=== Required action ===
Retype nothing but the lines from the start of the material up to and including the line with "Target: bare rock face". Pictures don't belong in the copy.

=== Data supplied ===
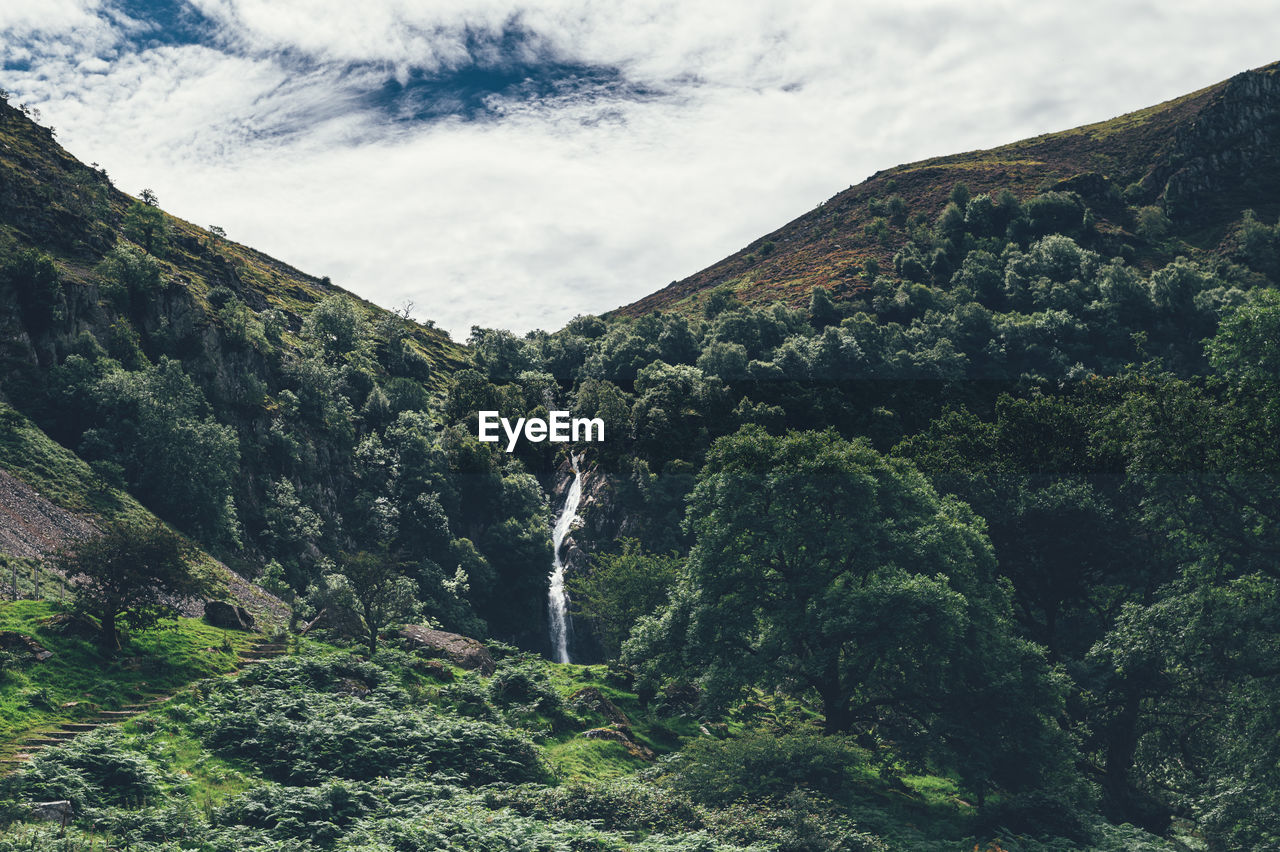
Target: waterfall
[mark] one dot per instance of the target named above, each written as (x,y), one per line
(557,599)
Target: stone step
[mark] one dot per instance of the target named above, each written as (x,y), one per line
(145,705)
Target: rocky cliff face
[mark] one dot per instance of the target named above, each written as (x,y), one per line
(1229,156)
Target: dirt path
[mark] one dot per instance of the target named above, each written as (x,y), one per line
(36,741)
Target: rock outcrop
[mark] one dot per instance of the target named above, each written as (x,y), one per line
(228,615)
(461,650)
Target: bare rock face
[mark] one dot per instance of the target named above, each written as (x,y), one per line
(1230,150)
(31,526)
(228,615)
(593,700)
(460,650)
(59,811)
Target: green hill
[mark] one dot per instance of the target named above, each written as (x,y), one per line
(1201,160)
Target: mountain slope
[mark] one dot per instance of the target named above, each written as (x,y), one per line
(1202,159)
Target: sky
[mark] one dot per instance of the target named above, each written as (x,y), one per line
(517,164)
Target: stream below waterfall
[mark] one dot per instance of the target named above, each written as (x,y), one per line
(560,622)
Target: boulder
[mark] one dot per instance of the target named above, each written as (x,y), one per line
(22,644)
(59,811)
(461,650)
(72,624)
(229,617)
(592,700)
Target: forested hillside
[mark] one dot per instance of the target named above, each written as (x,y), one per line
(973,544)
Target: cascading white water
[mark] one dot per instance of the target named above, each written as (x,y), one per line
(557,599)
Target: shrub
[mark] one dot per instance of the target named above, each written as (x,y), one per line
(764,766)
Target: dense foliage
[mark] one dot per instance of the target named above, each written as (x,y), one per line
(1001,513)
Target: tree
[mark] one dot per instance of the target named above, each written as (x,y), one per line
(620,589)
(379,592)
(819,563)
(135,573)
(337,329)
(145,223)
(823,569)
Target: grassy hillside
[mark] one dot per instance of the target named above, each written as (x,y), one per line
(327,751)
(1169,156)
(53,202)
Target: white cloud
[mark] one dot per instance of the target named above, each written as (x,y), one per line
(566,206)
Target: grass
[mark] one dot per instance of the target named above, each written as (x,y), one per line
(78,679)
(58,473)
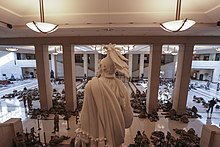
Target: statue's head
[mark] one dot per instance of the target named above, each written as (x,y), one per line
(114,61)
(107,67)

=== Solution ===
Target: waterfall
[mark] one dot per instance of the target named above, each written as (x,y), one per line
(557,599)
Target: stone step
[mark] one dot per instance of the target named above, each written as (x,y), one per line
(145,705)
Target: rocky cliff face
[mark] one dot per instance of the target named above, each written as (x,y), one per line
(1229,156)
Target: dirt path
[mark] one dot per instance of the target named above, each written as (x,y), one per line
(36,741)
Target: rock outcrop
[mark] one dot per instance of the target named above, each written as (x,y), one per line
(228,615)
(461,650)
Target: bare rock face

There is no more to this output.